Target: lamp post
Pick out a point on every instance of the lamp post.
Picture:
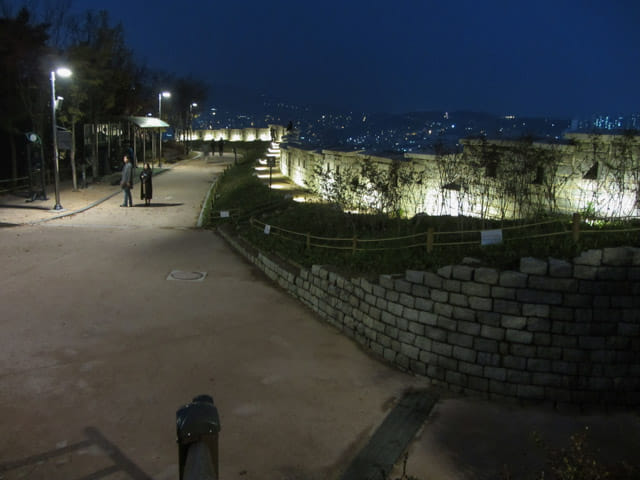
(190, 131)
(160, 95)
(64, 73)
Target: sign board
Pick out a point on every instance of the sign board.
(490, 237)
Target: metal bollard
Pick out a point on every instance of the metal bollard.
(197, 427)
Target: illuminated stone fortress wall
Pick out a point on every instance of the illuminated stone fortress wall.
(599, 174)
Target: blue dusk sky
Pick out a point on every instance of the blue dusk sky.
(543, 57)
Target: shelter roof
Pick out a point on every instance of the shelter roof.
(148, 122)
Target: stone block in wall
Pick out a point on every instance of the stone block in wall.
(435, 372)
(464, 354)
(418, 367)
(379, 291)
(320, 271)
(513, 321)
(460, 339)
(410, 351)
(454, 286)
(432, 280)
(492, 333)
(489, 276)
(458, 300)
(542, 339)
(462, 272)
(443, 310)
(389, 354)
(564, 368)
(518, 336)
(619, 255)
(410, 314)
(535, 310)
(504, 293)
(555, 284)
(611, 273)
(589, 257)
(392, 296)
(488, 318)
(488, 359)
(420, 291)
(446, 271)
(470, 368)
(403, 286)
(478, 384)
(506, 307)
(533, 266)
(391, 332)
(387, 281)
(440, 296)
(539, 296)
(395, 308)
(424, 304)
(384, 340)
(495, 373)
(622, 301)
(585, 272)
(480, 303)
(530, 392)
(455, 378)
(476, 289)
(446, 362)
(428, 318)
(422, 342)
(512, 279)
(376, 348)
(560, 268)
(443, 349)
(407, 300)
(414, 276)
(629, 329)
(469, 327)
(446, 323)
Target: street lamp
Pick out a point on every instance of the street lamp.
(64, 73)
(194, 104)
(160, 95)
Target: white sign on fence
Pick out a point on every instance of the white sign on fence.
(490, 237)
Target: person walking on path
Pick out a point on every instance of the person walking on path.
(126, 182)
(146, 185)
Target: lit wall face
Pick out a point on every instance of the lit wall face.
(562, 187)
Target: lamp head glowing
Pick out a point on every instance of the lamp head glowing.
(63, 72)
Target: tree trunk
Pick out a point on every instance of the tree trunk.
(74, 175)
(14, 160)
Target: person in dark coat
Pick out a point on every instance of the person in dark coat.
(126, 182)
(146, 185)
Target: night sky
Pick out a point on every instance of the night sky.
(543, 57)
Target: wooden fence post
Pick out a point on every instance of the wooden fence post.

##############################

### Work to be completed
Write out the full listing verbatim, excluding its pictures.

### Response below
Target: lamp post
Pick out a point on every instance of the lamp post.
Picture:
(190, 131)
(160, 95)
(64, 73)
Target: sign board
Pick out a point on every instance of the sign board.
(490, 237)
Target: metal bollard
Pick out a point on every instance of the metal bollard.
(197, 427)
Target: illuminated stone fortress wall
Pick out a point on every instance of the illuminated stone fortress wall.
(599, 174)
Target: blue dusk sky
Pick out a point on every instance of the blue dusk sky.
(543, 57)
Target: shelter roof
Pick out a point on every instance of the shelter roof.
(148, 122)
Target: stone block in wall
Pick out a point on every instance of the stone block in wall.
(435, 372)
(464, 354)
(418, 367)
(379, 291)
(320, 271)
(513, 321)
(460, 339)
(410, 351)
(454, 286)
(432, 280)
(492, 333)
(489, 276)
(458, 300)
(542, 339)
(462, 272)
(443, 310)
(389, 354)
(564, 368)
(518, 336)
(619, 255)
(410, 314)
(535, 310)
(504, 293)
(555, 284)
(611, 273)
(589, 257)
(392, 296)
(488, 318)
(488, 359)
(420, 291)
(446, 271)
(470, 368)
(403, 286)
(478, 384)
(506, 307)
(533, 266)
(391, 332)
(387, 281)
(440, 296)
(539, 296)
(395, 308)
(424, 304)
(384, 340)
(495, 373)
(622, 301)
(585, 272)
(480, 303)
(530, 392)
(455, 378)
(476, 289)
(446, 362)
(428, 318)
(422, 342)
(512, 279)
(376, 348)
(560, 268)
(443, 349)
(407, 300)
(414, 276)
(629, 329)
(469, 327)
(446, 323)
Target: street lamp
Pick out a point on every instance of the street lamp.
(64, 73)
(194, 104)
(160, 95)
Target: white sign on fence
Pick out a point on every instance of the white sign on fence.
(490, 237)
Target: person walking on path
Pick out a point on every instance of the person walking on path.
(126, 182)
(146, 185)
Target: lit wall face
Pick out a point on every instance of the lit wall face.
(562, 187)
Target: lamp head glowing
Pick out a point on every instance of the lamp head glowing.
(63, 72)
Target: tree trunk
Pick out a point on every instance of the tree trunk.
(74, 175)
(14, 160)
Target: person in dark coat
Pick out a point on every instance of the person in dark coat.
(126, 182)
(146, 185)
Target: night sky
Pick out a point on every instance of the night sky.
(543, 57)
Target: wooden fence post
Pick out a point on every instance of the wooden fence post.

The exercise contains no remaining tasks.